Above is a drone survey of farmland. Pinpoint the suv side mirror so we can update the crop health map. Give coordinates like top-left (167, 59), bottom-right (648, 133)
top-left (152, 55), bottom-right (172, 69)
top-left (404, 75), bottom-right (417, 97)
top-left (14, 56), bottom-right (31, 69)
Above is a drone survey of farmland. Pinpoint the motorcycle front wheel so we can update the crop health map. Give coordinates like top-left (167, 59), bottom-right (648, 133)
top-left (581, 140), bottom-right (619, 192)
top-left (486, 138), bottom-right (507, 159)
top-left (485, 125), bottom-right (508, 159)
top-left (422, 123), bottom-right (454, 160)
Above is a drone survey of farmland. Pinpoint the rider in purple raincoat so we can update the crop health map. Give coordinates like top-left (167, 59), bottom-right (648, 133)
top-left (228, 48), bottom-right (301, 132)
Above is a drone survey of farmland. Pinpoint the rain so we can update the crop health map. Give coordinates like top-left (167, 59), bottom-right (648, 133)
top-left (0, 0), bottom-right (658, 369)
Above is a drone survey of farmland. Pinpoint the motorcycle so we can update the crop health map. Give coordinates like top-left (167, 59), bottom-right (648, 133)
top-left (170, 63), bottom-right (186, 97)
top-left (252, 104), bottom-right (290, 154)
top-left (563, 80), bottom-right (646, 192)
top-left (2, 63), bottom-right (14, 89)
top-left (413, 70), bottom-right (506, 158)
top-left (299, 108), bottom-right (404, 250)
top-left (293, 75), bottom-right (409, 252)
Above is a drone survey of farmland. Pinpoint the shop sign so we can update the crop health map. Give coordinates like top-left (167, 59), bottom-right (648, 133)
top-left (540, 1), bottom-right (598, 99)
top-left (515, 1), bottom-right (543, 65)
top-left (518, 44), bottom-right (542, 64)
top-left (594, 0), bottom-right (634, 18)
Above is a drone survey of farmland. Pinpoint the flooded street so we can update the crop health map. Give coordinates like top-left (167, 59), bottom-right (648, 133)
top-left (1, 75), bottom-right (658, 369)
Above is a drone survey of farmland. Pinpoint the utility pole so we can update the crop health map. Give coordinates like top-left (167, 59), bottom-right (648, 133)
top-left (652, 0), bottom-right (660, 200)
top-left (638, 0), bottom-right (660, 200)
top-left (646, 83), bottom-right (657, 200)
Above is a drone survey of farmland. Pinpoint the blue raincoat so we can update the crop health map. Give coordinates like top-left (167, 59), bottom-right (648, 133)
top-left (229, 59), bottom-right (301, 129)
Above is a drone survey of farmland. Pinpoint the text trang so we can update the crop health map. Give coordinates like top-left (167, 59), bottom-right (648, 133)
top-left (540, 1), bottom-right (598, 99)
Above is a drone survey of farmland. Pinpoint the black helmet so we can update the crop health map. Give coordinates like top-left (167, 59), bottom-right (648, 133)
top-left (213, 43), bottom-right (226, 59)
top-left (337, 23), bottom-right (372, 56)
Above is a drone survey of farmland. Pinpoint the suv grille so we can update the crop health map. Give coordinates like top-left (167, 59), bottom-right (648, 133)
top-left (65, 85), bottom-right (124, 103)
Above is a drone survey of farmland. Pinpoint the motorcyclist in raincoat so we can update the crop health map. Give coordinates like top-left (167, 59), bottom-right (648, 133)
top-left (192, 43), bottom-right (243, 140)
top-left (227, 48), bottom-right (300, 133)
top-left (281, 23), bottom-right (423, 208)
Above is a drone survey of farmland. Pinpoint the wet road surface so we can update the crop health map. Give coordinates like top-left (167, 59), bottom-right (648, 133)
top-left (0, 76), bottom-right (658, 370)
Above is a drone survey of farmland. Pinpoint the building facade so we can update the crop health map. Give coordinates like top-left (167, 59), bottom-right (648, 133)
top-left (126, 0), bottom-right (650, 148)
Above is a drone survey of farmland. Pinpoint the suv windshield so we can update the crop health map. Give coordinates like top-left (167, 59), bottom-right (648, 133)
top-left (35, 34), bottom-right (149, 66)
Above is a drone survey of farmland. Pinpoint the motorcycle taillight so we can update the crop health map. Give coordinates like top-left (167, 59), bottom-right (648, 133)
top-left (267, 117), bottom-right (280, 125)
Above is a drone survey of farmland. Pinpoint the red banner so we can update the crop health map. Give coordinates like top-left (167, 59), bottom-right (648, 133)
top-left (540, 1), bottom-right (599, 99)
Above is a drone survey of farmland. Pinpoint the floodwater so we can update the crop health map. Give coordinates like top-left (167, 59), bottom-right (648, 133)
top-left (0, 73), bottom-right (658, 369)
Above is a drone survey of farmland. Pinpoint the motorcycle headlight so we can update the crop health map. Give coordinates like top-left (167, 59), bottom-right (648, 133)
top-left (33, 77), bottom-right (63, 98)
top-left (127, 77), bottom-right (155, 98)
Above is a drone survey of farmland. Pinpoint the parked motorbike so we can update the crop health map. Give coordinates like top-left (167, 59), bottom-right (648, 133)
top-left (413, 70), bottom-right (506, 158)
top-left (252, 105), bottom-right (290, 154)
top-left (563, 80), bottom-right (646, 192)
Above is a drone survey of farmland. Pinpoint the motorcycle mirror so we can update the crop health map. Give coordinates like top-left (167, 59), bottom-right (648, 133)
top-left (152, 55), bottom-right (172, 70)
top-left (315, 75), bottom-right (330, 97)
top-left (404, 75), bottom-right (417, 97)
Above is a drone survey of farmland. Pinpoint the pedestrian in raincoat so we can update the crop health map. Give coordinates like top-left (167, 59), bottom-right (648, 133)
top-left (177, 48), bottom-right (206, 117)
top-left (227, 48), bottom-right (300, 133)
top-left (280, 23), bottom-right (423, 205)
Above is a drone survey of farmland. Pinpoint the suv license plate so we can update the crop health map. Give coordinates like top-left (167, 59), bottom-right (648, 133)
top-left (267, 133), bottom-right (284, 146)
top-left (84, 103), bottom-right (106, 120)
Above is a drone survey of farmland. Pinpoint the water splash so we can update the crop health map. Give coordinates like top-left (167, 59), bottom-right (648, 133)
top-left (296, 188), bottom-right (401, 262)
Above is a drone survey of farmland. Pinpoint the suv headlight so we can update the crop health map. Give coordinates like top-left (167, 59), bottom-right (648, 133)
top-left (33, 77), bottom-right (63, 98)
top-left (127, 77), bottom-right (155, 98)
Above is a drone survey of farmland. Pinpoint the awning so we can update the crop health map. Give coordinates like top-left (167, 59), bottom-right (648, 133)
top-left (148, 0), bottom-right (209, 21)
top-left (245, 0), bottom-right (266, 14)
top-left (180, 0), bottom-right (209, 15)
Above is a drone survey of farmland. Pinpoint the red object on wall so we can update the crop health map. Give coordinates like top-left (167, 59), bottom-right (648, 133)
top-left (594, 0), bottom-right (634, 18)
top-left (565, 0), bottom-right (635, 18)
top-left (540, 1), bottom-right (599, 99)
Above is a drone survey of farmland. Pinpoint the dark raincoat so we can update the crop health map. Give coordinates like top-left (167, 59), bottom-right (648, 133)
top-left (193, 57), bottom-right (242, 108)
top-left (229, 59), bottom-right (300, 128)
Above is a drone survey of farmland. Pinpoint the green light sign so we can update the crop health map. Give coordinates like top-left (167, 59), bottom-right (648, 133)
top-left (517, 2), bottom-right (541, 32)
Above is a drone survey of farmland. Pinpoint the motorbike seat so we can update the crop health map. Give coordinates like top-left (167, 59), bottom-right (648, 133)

→ **Brief**
Write every line of the material above again, exactly.

→ **Result of the task**
Above is a drone survey of farmland. Pinpoint the suv side mirror so we can update the crop health map. Give coordinates like top-left (167, 59), bottom-right (648, 133)
top-left (152, 55), bottom-right (172, 69)
top-left (404, 75), bottom-right (417, 97)
top-left (14, 56), bottom-right (31, 69)
Above is a drone survey of farmland. Pinpoint the motorcycle front wheel so we can update the crop health map. Give coordinates like top-left (167, 59), bottom-right (648, 133)
top-left (581, 140), bottom-right (619, 192)
top-left (486, 138), bottom-right (507, 159)
top-left (485, 125), bottom-right (508, 159)
top-left (422, 123), bottom-right (454, 160)
Above is a drone survey of farmland. Pinpoint the rider in purple raincoat so we can update the crop health map. Give coordinates like top-left (167, 59), bottom-right (648, 133)
top-left (228, 48), bottom-right (301, 132)
Above is a drone survey of farmland. Pinpoint the rain so we can update the crop health map. Give coordinates like top-left (167, 59), bottom-right (648, 133)
top-left (0, 0), bottom-right (658, 369)
Above is a drone survey of farmland. Pinpoint the motorcycle so we can update the crop health map. Give coordinates like top-left (167, 59), bottom-right (648, 133)
top-left (170, 63), bottom-right (186, 97)
top-left (252, 104), bottom-right (290, 154)
top-left (563, 80), bottom-right (646, 192)
top-left (2, 63), bottom-right (14, 89)
top-left (413, 70), bottom-right (506, 158)
top-left (299, 108), bottom-right (404, 250)
top-left (293, 75), bottom-right (409, 252)
Above is a drone survey of farmland. Pinpoint the shop sign so we can update the crop health map. Give coordinates like top-left (167, 59), bottom-right (648, 133)
top-left (540, 1), bottom-right (598, 99)
top-left (515, 1), bottom-right (543, 65)
top-left (518, 44), bottom-right (542, 64)
top-left (594, 0), bottom-right (634, 18)
Above is a drone survey of farmland. Pinpoint the flooded street so we can update the crop health map. Give coordinates like top-left (167, 59), bottom-right (648, 133)
top-left (1, 75), bottom-right (658, 369)
Above is a drone survey of farmland. Pinpoint the utility pole so we can update the crop health map. Give coordinates like top-left (167, 59), bottom-right (648, 133)
top-left (652, 0), bottom-right (660, 200)
top-left (638, 0), bottom-right (660, 200)
top-left (646, 83), bottom-right (657, 200)
Above is a drone survey of farmland. Pinpoint the blue raincoat so we can update the crop health map. Give coordinates like top-left (167, 59), bottom-right (648, 133)
top-left (229, 59), bottom-right (301, 129)
Above is a drone survey of farmland. Pinpoint the text trang so we can update the crop health map. Give coordinates like top-left (167, 59), bottom-right (648, 133)
top-left (540, 1), bottom-right (598, 99)
Above is a drone survey of farmland. Pinpoint the black helmet so we can update the crop health map. Give coordinates like top-left (167, 59), bottom-right (648, 133)
top-left (213, 43), bottom-right (226, 59)
top-left (337, 23), bottom-right (372, 56)
Above is a drone survey of farmland. Pinpoint the suv grille so we can update the crop health map. Give coordinates like top-left (167, 59), bottom-right (648, 133)
top-left (65, 85), bottom-right (124, 103)
Above is a drone survey of farmland. Pinpoint the motorcyclist in raincoat so we can update the crop health map. Give coordinates like top-left (167, 59), bottom-right (648, 133)
top-left (192, 43), bottom-right (243, 140)
top-left (227, 48), bottom-right (300, 133)
top-left (281, 23), bottom-right (423, 208)
Above is a drone survey of farmland. Pinpoint the wet road surface so we can update the crop health map. Give coordinates like top-left (167, 59), bottom-right (648, 133)
top-left (0, 76), bottom-right (658, 370)
Above is a drone survey of farmland. Pinpoint the building facade so we can update the crop health map. Give coordinates like top-left (167, 59), bottom-right (648, 133)
top-left (126, 0), bottom-right (650, 148)
Above is a drone survey of farmland. Pinpoint the suv windshield so we can update the crop health map. Give coordinates like top-left (167, 59), bottom-right (648, 133)
top-left (35, 34), bottom-right (149, 66)
Above is a drone survey of farmland. Pinpoint the motorcycle taillight so we can update the crop health map. Give coordinates like top-left (167, 59), bottom-right (648, 133)
top-left (267, 117), bottom-right (280, 125)
Above is a drone survey of farmland. Pinpoint the red banner so we can update the crop health map. Give coordinates like top-left (167, 59), bottom-right (648, 133)
top-left (540, 1), bottom-right (599, 99)
Above is a drone survey of farmland. Pinpoint the floodwater so we can update the crop health map. Give coordinates like top-left (167, 59), bottom-right (648, 133)
top-left (0, 73), bottom-right (658, 369)
Above is a drone survey of farmland. Pinpoint the motorcycle headlight so we can update the crop health map. Give coordinates like top-left (167, 59), bottom-right (648, 133)
top-left (33, 77), bottom-right (63, 98)
top-left (127, 77), bottom-right (155, 98)
Above is a drone survey of farmland. Pinpoint the parked motorbike so we can update the crop health map. Give coordinates like top-left (167, 59), bottom-right (648, 133)
top-left (413, 70), bottom-right (506, 158)
top-left (252, 105), bottom-right (290, 154)
top-left (563, 80), bottom-right (646, 192)
Above is a drone survey of farmland. Pinpoint the motorcycle mirror so we can update the crop health map. Give coordinates like top-left (167, 59), bottom-right (648, 133)
top-left (152, 55), bottom-right (172, 70)
top-left (315, 75), bottom-right (330, 97)
top-left (404, 75), bottom-right (417, 97)
Above is a drone survey of farmland. Pinpoint the pedestrian in raincoat so we can update the crop health map. Give coordinates like top-left (167, 59), bottom-right (648, 133)
top-left (177, 48), bottom-right (206, 117)
top-left (227, 48), bottom-right (300, 133)
top-left (280, 23), bottom-right (423, 205)
Above is a drone survey of farmland. Pinpoint the suv license plate so we can update the crop health map. Give coordinates like top-left (167, 59), bottom-right (648, 133)
top-left (267, 133), bottom-right (284, 146)
top-left (84, 103), bottom-right (106, 120)
Above is a drone survey of farmland. Pinpoint the water splash so we can update the crop health map. Give coordinates like top-left (167, 59), bottom-right (648, 133)
top-left (296, 188), bottom-right (401, 262)
Above is a drone survey of farmland. Pinpoint the suv headlight so we can update the crop health map. Give coordinates like top-left (167, 59), bottom-right (648, 133)
top-left (33, 77), bottom-right (63, 98)
top-left (127, 77), bottom-right (155, 98)
Above is a drone survey of farmland. Pinpoint the awning so we can update the crop health map. Give coordinates like top-left (167, 59), bottom-right (648, 133)
top-left (148, 0), bottom-right (209, 21)
top-left (245, 0), bottom-right (266, 14)
top-left (180, 0), bottom-right (209, 15)
Above is a drone survey of farmland. Pinpoint the red object on wall so we can update the crop health map. Give coordinates like top-left (167, 59), bottom-right (648, 133)
top-left (594, 0), bottom-right (634, 18)
top-left (565, 0), bottom-right (635, 18)
top-left (540, 1), bottom-right (599, 99)
Above is a drone survey of farmland. Pinpoint the dark raincoat so we can update the crop health map. Give coordinates like top-left (167, 59), bottom-right (648, 133)
top-left (193, 57), bottom-right (242, 108)
top-left (229, 59), bottom-right (300, 128)
Above is a drone survey of farmland. Pinpoint the green light sign so we can update the crop health map. Give coordinates like top-left (167, 59), bottom-right (648, 133)
top-left (517, 2), bottom-right (541, 32)
Above is a drone survey of farmland. Pinpoint the motorbike seat so we can update the crop health map. Give coordinates like top-left (167, 59), bottom-right (648, 133)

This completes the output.